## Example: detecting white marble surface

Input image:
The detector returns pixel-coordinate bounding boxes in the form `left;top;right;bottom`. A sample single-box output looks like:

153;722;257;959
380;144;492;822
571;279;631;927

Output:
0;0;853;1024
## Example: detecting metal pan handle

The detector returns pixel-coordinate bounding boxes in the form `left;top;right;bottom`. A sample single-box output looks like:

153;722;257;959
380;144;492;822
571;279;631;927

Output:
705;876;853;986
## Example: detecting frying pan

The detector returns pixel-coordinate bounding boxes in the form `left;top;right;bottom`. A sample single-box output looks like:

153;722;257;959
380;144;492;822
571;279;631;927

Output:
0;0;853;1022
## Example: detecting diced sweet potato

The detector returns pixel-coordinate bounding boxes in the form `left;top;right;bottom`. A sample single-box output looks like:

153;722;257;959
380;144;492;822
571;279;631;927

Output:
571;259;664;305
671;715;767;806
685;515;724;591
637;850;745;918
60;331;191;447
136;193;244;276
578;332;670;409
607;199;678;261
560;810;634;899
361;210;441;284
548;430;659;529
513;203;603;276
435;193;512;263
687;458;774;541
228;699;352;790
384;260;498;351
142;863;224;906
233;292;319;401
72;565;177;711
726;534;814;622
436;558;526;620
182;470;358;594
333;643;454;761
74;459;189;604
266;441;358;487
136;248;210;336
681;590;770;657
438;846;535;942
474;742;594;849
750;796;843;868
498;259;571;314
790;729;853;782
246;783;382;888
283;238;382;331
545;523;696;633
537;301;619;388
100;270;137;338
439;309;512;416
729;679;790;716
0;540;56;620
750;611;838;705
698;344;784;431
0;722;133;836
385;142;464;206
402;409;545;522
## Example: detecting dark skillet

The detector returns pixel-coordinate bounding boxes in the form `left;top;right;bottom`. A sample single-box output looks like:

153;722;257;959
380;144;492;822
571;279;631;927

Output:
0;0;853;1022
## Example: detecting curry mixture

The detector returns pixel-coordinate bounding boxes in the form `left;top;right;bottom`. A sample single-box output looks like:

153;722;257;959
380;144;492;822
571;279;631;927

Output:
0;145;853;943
····················
* What you need to do: Reproduce all of the material above verbatim, line for line and without changing any character.

* Problem solution:
## Example: detecting white marble surface

Input image:
The detector returns pixel-coordinate bounding boxes in the form `left;top;right;bottom`. A sample single-box output looks like:

153;722;257;959
380;144;492;822
571;279;631;927

Output:
0;0;853;1024
## Example: detecting metal pan handle

The detector returns pixel-coordinate bounding boxes in the form `left;top;right;bottom`. A sample single-box output looks like:

153;722;257;959
380;144;492;822
571;279;631;927

Output:
705;876;853;986
## Example: detecting frying pan

The detector returns pixel-coordinate bounding boxes in the form `left;top;right;bottom`. A sample single-box output looks like:

153;722;257;959
380;144;492;822
571;279;631;927

Output:
0;0;853;1022
## Example: detecting diced sweet potato

The detector returns pixel-coordinate bounding boxes in the form `left;top;right;bottom`. A sample single-box output looks like:

153;722;257;959
380;144;492;822
571;279;631;927

Output:
571;259;664;305
671;715;767;806
685;515;724;591
637;850;745;918
60;331;191;447
136;193;244;276
578;332;670;409
607;199;678;261
560;810;634;899
361;210;441;284
548;430;659;529
513;203;603;276
435;193;512;263
687;458;774;541
228;699;352;790
384;260;498;351
142;863;224;906
233;292;319;401
72;565;177;711
726;534;814;622
436;558;526;620
182;470;358;594
333;643;454;761
74;459;189;604
266;441;358;487
136;248;210;336
681;590;770;657
438;846;535;942
474;742;594;849
750;796;843;868
498;259;571;314
790;729;853;782
246;783;382;888
283;238;382;331
545;523;696;633
537;301;619;388
100;270;137;338
439;309;512;416
729;679;790;716
0;540;56;620
750;611;838;705
698;344;784;431
0;722;133;836
385;142;464;206
402;409;545;522
## Example: detecting dark skillet

The detector returns pixel-coordinate bounding boxes in the form `left;top;right;bottom`. A sample single-box output looks like:

153;722;257;959
380;144;492;822
571;279;631;927

Output:
0;0;853;1022
## Example: detecting curry mixture

The detector returns pixel-coordinate bounding boxes in the form `left;top;right;bottom`. A sample single-box output looks like:

153;722;257;959
380;144;492;822
571;279;631;927

Output:
0;145;853;943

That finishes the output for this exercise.